_Problems to work on_:
a) Summarize the forum thread in two sentences.
b) According to the forum thread, what thread size did DaveMak find the bolts needed?
c) Rewrite the paragraph of the forum thread that begins "but they were about 5mm too short" as a bulleted list, keeping its main facts.

[Begin Source extract]

You will never tell like that. Close the burrs adjustment to the finest point then briefly allow to touch whilst running..... If they do not meet square to each other then the high point will be marked. use a marker pen on the faces of both burrs and where they touch the pen will be removed


----------



## El carajillo (Mar 16, 2013)

grumpydaddy said:


> You will never tell like that. Close the burrs adjustment to the finest point then briefly allow to touch whilst running..... If they do not meet square to each other then the high point will be marked. use a marker pen on the faces of both burrs and where they touch the pen will be removed


It gives an indication but it does not tell you how far out of true it is running

OK for setting up burrs but if Dave has ried to lever the carrier off he may have bent / buckled it .


----------



## jimbojohn55 (Jan 15, 2016)

see post 16 - this is how I removed mine - just using 3 longer bolt / screws and a brass disc

http://coffeeforums.co.uk/showthread.php?33103-Mazzer-Super-Jolly-quot-Paint-it-black-quot-refurb/page2


----------



## DaveMak (Dec 6, 2016)

i got the puller kit of my mate, but none of the bolts he had would fit. i found out its an M4 thread so i ordered some off ebay which turned up this morning.

but they were about 5mm too short which was annoying. so i was trying to macguyver something like jimbo's jobbie, but i noticed that the burr carrier had stopped turning with the bolt screwed in, which meant the bolt holes went straight thru so i put the others in till they hit the otherside and started giving each a 1/4 turn and it popped off. and was absolutely caked in shyte, so i dumped it in puly caff for half hour and gave it a scrubbing.

its re-assembled now but im not happy with the sounds coming from the burrs. i will take another video when its not silly o'clock.

but if i have bent/buckled the carrier, is it just a replacement carrier or have i done the shaft in too?


----------



## El carajillo (Mar 16, 2013)

Most likely just the carrier, they are quite soft ally. With the short stub of shaft bending would be unlikely. Carrier ap £ 50 +


----------



## Dylan (Dec 5, 2011)

[End Source extract]
[Begin Recorded data]

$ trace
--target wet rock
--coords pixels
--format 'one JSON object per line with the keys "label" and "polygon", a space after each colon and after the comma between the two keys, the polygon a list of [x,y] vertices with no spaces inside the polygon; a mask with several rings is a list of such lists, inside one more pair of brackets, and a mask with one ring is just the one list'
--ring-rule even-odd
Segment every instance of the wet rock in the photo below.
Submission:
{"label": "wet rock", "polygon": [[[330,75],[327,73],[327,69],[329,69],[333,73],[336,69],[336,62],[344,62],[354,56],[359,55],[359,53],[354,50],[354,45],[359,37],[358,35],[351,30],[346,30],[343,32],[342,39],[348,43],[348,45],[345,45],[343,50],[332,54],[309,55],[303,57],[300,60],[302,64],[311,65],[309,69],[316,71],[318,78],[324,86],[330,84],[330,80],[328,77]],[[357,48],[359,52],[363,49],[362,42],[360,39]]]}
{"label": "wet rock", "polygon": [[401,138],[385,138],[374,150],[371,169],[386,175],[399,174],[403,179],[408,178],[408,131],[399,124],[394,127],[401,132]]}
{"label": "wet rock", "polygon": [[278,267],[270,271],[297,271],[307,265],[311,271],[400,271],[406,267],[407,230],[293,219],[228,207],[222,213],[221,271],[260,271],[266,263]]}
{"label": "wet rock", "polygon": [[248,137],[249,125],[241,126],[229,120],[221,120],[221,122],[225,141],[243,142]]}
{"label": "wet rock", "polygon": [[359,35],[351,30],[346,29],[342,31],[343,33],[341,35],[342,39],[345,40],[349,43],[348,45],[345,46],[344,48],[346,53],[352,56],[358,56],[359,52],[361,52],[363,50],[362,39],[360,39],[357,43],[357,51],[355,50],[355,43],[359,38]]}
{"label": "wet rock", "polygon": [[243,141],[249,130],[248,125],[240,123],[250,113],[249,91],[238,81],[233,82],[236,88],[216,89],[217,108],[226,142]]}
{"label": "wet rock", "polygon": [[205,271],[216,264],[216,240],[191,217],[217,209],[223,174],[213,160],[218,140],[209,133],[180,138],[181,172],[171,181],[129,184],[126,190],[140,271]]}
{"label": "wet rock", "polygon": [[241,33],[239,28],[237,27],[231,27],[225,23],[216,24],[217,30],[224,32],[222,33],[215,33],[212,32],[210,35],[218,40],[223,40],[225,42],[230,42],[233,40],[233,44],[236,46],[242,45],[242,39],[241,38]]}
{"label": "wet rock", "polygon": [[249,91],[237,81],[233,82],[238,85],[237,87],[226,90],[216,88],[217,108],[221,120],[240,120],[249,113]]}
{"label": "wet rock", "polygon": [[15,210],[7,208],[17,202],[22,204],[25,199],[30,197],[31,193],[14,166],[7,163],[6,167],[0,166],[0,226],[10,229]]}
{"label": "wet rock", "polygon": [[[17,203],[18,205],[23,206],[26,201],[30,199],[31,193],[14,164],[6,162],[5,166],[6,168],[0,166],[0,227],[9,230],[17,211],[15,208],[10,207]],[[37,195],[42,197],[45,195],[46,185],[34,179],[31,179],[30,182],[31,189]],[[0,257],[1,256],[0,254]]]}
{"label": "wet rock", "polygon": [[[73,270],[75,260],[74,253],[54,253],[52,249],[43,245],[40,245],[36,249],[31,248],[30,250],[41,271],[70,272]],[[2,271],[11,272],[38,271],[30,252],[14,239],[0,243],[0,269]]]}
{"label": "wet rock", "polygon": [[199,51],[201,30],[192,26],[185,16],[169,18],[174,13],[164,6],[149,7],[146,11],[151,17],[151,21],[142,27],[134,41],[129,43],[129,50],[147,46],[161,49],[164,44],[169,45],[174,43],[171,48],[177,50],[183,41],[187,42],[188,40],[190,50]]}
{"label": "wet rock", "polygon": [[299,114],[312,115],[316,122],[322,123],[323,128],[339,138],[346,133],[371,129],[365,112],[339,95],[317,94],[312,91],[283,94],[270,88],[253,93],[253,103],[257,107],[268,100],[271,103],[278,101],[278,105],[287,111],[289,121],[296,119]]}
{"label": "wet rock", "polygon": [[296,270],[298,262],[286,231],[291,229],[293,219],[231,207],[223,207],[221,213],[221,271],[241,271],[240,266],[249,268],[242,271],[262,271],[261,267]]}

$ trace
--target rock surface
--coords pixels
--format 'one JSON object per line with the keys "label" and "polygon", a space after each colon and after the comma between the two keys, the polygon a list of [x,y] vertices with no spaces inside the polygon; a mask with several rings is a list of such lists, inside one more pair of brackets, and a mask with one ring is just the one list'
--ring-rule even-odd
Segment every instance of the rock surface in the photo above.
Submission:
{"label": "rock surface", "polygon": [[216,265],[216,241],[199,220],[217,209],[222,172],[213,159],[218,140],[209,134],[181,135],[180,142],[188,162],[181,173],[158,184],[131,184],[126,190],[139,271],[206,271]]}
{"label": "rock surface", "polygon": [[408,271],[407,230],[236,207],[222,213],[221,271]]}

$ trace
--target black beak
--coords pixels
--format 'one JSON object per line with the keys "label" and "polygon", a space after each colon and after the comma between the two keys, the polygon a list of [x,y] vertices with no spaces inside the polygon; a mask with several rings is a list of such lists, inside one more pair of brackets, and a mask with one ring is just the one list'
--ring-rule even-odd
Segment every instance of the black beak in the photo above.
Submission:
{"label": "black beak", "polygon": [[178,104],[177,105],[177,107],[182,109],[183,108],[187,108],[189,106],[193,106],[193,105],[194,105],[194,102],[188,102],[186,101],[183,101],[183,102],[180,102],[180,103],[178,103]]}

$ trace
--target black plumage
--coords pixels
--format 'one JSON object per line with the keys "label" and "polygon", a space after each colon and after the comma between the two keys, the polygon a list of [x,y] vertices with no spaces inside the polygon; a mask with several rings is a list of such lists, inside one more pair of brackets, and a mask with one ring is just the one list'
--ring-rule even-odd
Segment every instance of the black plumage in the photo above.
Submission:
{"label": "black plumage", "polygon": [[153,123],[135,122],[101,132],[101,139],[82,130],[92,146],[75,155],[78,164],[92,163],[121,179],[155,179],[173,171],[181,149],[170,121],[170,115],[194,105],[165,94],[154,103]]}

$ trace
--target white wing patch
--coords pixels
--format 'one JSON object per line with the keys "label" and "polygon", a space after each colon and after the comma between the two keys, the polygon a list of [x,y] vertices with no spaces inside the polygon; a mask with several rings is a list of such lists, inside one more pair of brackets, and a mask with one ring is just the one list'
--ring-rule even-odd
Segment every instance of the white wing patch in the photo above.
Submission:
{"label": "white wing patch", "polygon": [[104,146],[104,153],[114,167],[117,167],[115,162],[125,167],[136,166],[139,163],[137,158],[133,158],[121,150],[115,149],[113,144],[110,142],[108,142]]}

[End Recorded data]

_Final answers_:
a) A marker pen on the burr faces shows where burrs that do not meet square touch, though this does not show how far out of true they run, and levering the carrier off may have bent it. DaveMak removed the carrier with M4 bolts, cleaned it and reassembled it but is unhappy with the burr sounds, and is told that any bending is most likely in the carrier rather than the shaft, with a carrier costing about £50 or more.

b) M4.

c)
- The bolts were about 5mm too short.
- DaveMak tried to improvise something like jimbo's method.
- With a bolt screwed in, the burr carrier stopped turning, which showed that the bolt holes went straight through.
- The other bolts went in until they hit the other side, then each got a quarter turn until the carrier popped off.
- The carrier was caked in dirt, so it soaked in Puly Caff for half an hour and was then scrubbed.